_PROBLEM REQUIREMENTS_. Write out every line of the records again, replacing "thickest" with "widest" wherever it occurs and changing nothing else. Do not include the pictures in your answer.

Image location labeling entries
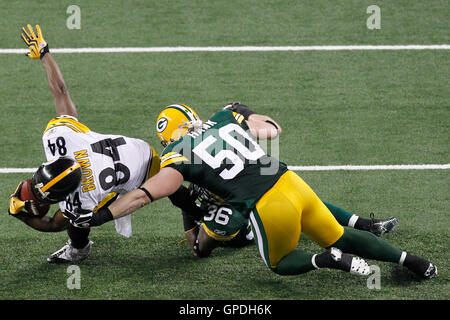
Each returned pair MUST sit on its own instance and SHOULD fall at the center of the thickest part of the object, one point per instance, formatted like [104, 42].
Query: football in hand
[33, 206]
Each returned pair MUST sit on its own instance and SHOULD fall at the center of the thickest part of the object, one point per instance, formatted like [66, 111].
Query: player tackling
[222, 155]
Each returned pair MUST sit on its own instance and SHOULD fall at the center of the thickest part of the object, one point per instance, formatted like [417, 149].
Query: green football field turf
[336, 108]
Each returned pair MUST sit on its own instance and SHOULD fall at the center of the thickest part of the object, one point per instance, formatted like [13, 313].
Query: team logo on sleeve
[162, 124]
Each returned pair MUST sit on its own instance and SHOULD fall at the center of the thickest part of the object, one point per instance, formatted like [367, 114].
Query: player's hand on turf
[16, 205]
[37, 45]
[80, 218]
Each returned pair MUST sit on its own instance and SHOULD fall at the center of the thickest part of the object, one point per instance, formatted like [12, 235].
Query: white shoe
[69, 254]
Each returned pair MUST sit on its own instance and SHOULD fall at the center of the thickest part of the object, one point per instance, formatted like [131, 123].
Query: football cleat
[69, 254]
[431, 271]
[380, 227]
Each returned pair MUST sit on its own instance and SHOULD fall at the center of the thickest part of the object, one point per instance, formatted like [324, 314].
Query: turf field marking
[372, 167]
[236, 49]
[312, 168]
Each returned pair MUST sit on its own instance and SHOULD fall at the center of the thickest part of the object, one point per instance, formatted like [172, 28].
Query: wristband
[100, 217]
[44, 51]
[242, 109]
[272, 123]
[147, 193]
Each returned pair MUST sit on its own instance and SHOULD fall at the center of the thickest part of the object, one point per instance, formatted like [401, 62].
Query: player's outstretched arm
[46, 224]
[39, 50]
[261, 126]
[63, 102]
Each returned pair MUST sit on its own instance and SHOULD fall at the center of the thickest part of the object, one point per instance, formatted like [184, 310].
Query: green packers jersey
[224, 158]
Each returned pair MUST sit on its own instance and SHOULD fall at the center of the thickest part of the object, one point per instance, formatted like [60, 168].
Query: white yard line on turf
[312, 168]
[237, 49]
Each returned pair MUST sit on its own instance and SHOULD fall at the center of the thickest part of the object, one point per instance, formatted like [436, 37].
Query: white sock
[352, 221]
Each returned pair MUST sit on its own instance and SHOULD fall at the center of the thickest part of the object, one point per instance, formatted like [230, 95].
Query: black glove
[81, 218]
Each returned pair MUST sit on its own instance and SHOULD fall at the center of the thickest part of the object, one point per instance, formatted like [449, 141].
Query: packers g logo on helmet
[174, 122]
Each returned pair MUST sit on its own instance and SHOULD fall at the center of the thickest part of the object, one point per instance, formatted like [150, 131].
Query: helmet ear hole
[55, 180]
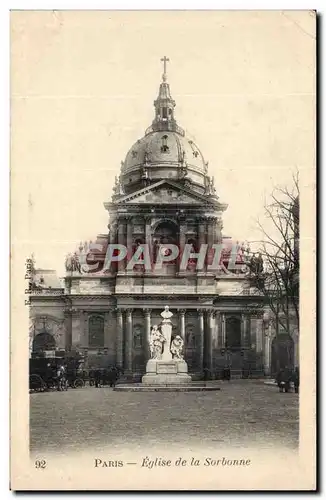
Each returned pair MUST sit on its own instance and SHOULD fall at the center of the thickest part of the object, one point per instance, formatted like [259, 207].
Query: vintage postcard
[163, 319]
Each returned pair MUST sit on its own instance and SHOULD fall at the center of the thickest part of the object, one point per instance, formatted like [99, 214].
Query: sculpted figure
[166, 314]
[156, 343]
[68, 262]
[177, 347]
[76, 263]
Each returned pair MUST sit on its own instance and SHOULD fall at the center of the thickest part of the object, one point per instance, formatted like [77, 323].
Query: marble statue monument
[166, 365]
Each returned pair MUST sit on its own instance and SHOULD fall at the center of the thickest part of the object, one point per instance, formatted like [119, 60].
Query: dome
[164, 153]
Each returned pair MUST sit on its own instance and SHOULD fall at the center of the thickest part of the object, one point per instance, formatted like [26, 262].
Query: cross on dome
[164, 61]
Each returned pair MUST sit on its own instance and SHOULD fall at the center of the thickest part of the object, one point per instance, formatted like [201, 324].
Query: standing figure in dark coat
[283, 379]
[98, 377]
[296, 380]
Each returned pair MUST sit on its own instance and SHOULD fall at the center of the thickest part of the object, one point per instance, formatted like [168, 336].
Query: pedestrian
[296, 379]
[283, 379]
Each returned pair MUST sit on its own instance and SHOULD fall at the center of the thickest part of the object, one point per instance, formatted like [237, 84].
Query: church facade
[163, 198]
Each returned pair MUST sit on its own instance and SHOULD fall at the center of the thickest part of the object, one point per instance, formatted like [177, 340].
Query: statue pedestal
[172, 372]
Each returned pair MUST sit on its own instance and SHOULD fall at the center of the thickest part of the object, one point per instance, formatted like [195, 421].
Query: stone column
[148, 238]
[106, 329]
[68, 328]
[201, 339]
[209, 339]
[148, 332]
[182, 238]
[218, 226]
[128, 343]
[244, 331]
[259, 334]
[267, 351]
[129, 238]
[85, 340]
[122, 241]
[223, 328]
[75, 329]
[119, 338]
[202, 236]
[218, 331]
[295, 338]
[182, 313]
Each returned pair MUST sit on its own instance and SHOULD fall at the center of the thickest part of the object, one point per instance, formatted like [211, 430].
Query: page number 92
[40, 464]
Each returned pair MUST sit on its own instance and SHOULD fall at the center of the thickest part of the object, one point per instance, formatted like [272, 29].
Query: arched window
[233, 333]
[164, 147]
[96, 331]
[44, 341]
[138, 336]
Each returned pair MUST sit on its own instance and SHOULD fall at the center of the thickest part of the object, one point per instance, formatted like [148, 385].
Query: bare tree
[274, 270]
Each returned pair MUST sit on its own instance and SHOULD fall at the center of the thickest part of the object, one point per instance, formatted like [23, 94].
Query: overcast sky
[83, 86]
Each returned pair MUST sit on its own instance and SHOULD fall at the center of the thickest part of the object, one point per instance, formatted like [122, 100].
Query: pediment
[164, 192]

_ANSWER FOR THE TASK_.
Each returned pair MUST sit on its own instance and SHOULD fall at the center of the widest part of the object, one point per instance, formatted like [104, 42].
Query: football in hand
[33, 206]
Each returned pair MUST sit on its own instance and SHOULD fall at the center of the widest part of the object, one point per instance, formatted like [66, 111].
Query: player tackling
[222, 155]
Each returned pair MUST sit on its own instance and SHOULD fall at the center of the widest part of the object, one point per instance, formatted like [417, 149].
Query: green football field turf
[336, 108]
Each returned pair MUST sit on its own instance and SHOULD fall at the center of the widest part of the object, one point per instance, formatted like [13, 313].
Query: team logo on sleeve
[162, 124]
Each returned pair MUST sit on its own instance and SHOULD fall at the center of the widest part of the object, one point per instance, formatted like [367, 114].
Query: player's hand on turf
[16, 205]
[37, 45]
[80, 218]
Each returned pair MUST sit on its own instance and SHOULD fall at the center of the widest part of the object, one point per instance, formatted like [12, 235].
Query: white shoe
[69, 254]
Each returned pair MUST sit on its own instance and SHOULD fall at the center of the widest part of the object, one point per instance, formatted like [131, 123].
Query: football cleat
[69, 254]
[431, 271]
[380, 227]
Each returned pair MUST sit on its own instance and SHOULD fall at the center of the widest part of the object, one point per instance, formatted like [324, 314].
Query: turf field marking
[372, 167]
[236, 49]
[312, 168]
Each returned pair MUST sit on its own instance and SHOULD fall at the center of the widest part of the object, one point per instance, formatted like [172, 28].
Query: wristband
[100, 217]
[44, 51]
[242, 109]
[272, 123]
[147, 193]
Each returned pair MUST sit on its own instance and SHOULD fall at the center of the widest part of the object, one point per instance, formatted like [401, 62].
Query: player's outstretched arm
[46, 224]
[39, 50]
[261, 126]
[63, 102]
Each returned pair MUST sit on its own instance and SHOULD fall at the center of the widest part of the object, one point per instance, formatted like [184, 310].
Query: green packers jersey
[224, 158]
Each returned pair MUST sit on its own instance and SHOULD fall at the center of the widest part of the object, one point per instance, formatted like [60, 168].
Query: white yard line on turf
[312, 168]
[237, 49]
Each returned pair MUST sit on its own instance and SHOULD fall at the center of the widest part of the object, one point per instance, formatted like [436, 37].
Query: white sock
[352, 221]
Each returned pair MUST sit on its own instance and SHOULD fall at the center of the widest part of the object, one point per instance, formatted like [230, 95].
Query: black glove
[81, 218]
Each returned pair MUST sit on its own instance and SHOULD fall at the center of the widest part of the object, one point per instance, formatted like [449, 141].
Query: packers g logo on helmet
[174, 122]
Each returned pair MUST sit on its own instance and SHOULD fall at the center of the widest part of the object, one point per instance, formatted like [150, 131].
Query: helmet ear hole
[55, 180]
Each returned pair MUST sit on its own instance and SHOULD fall at the center of the widest part of the object, one point per instance, formatted like [259, 207].
Query: vintage postcard
[163, 319]
Each returned pair MUST sit on its own instance and SHOULD fall at the center of the widest part of the object, one point per instance, formatted like [99, 214].
Query: sculpted figure
[166, 314]
[156, 343]
[68, 262]
[177, 347]
[76, 263]
Each returned pair MUST sit on its own instance and SHOULD fall at the center of the widest part of the object, one point per instance, formatted like [77, 323].
Query: marble statue monument
[166, 365]
Each returned pair MUST sit on its own instance and SHOULD fall at the center of the widest part of the object, one point per instance, formatted like [119, 60].
Query: dome
[164, 153]
Each returned pair MUST sit on its own instance and SHOULD fall at the center of the widest part of the object, one point per instance, formatted like [26, 262].
Query: cross on dome
[164, 61]
Each returned pair MUST sit on its own instance and SHOULD fall at the center of the widest part of the object, one point per instance, formatted like [201, 324].
Query: standing figure in dark coat
[283, 379]
[98, 377]
[296, 380]
Each returned pair MUST sit on its own instance and SHOULD fall at the center of the widest part of the object, one point per instance, formatted like [168, 336].
Query: pedestrian
[296, 379]
[283, 379]
Each returned pair MUST sit on its own instance and SHOULD fall at the center of the widest part of the object, one point per instance, formatted like [237, 84].
Query: church facade
[163, 198]
Each returned pair MUST sit on its own instance and SHOULD fall at the center of the widest part of the object, one point per instance, formatted like [177, 340].
Query: statue pedestal
[172, 372]
Each returned pair MUST sit on its own instance and SHOULD fall at the center of the widest part of the object, one point per instance, formatted like [195, 421].
Query: stone column
[148, 238]
[106, 329]
[68, 328]
[201, 339]
[209, 339]
[148, 332]
[182, 238]
[218, 226]
[128, 343]
[244, 331]
[259, 334]
[267, 351]
[129, 238]
[85, 340]
[122, 241]
[223, 328]
[75, 329]
[119, 338]
[202, 236]
[218, 331]
[295, 338]
[182, 313]
Each returned pair MUST sit on its own instance and SHOULD fall at the center of the widest part of the object, one point per instance, formatted like [211, 430].
Query: page number 92
[40, 464]
Each returned pair MUST sit on its own instance and SHOULD fall at the center of the widest part of the object, one point per instance, formatted like [272, 29].
Query: arched window
[233, 333]
[164, 147]
[96, 331]
[44, 341]
[138, 336]
Each returned pair MUST sit on its own instance and SHOULD fall at the center of the widest part of the object, one point per instance, formatted like [148, 385].
Query: bare tree
[274, 270]
Each returned pair MUST sit on its own instance and SHOULD fall at the center of the widest part of the object, one point per instance, formatted like [23, 94].
Query: overcast sky
[83, 86]
Each returned pair MUST sit on its own instance and SHOULD fall at the center of the widest part of the object, one point per instance, formatted like [122, 100].
Query: pediment
[164, 192]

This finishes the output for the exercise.